(Beginning of MATERIAL FOR THIS TASK)

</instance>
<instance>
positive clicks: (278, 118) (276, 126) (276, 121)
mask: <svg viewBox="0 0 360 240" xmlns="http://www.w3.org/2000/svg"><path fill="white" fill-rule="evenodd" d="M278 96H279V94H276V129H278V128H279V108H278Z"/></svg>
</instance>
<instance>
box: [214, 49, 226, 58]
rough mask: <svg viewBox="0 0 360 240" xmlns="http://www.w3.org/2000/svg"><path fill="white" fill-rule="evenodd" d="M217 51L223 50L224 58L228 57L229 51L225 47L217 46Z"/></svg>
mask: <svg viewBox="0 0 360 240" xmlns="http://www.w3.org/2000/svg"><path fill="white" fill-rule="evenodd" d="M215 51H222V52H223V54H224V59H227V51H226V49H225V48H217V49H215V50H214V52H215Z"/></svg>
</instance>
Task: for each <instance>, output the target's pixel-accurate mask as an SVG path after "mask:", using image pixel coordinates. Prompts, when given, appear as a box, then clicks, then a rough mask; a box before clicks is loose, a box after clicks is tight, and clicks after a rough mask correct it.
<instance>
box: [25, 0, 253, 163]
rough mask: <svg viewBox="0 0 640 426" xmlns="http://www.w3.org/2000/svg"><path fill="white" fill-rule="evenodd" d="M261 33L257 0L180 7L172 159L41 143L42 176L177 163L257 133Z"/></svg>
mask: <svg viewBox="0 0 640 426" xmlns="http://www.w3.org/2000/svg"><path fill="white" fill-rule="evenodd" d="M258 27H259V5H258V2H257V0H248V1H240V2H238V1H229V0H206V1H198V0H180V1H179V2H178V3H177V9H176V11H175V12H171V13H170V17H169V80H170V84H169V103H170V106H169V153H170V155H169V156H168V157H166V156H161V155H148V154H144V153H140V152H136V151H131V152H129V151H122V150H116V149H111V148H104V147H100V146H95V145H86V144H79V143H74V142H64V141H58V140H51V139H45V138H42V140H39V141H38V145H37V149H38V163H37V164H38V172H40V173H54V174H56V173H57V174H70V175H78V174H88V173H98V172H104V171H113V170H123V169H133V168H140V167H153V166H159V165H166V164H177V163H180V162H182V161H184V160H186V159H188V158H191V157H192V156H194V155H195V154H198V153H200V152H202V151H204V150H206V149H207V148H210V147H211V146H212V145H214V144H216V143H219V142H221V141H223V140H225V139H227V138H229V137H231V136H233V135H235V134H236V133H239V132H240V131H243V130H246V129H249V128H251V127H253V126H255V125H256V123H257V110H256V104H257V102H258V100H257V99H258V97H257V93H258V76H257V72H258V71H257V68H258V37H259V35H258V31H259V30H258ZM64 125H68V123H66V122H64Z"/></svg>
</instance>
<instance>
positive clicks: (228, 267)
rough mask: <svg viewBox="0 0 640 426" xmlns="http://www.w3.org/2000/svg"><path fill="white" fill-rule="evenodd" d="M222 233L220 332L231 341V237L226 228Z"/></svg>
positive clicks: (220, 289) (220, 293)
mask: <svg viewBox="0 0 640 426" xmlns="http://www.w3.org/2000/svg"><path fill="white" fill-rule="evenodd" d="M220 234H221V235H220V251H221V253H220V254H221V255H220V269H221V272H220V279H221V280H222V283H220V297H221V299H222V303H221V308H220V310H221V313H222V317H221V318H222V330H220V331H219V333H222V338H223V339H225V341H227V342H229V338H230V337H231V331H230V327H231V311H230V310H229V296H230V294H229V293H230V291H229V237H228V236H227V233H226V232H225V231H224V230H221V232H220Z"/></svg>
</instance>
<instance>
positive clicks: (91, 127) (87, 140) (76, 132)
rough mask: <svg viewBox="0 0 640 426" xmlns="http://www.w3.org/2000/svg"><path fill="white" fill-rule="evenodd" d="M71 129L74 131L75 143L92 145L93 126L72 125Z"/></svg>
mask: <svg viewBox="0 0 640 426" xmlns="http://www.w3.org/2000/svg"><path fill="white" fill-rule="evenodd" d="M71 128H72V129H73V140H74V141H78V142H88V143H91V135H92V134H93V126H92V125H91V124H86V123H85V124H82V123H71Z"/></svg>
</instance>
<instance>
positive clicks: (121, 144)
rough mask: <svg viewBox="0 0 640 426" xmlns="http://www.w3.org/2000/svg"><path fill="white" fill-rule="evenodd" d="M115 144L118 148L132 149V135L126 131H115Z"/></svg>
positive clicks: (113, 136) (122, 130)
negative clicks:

(End of MATERIAL FOR THIS TASK)

§ **INSTRUCTIONS FOR THE TASK**
Find every line in the records that contains the string "positive" and copy each of those lines in full.

§ **SOLUTION**
positive clicks: (278, 118) (276, 126) (276, 121)
positive clicks: (228, 267)
positive clicks: (220, 289) (220, 293)
positive clicks: (91, 127) (87, 140) (76, 132)
positive clicks: (121, 144)
positive clicks: (113, 136) (122, 130)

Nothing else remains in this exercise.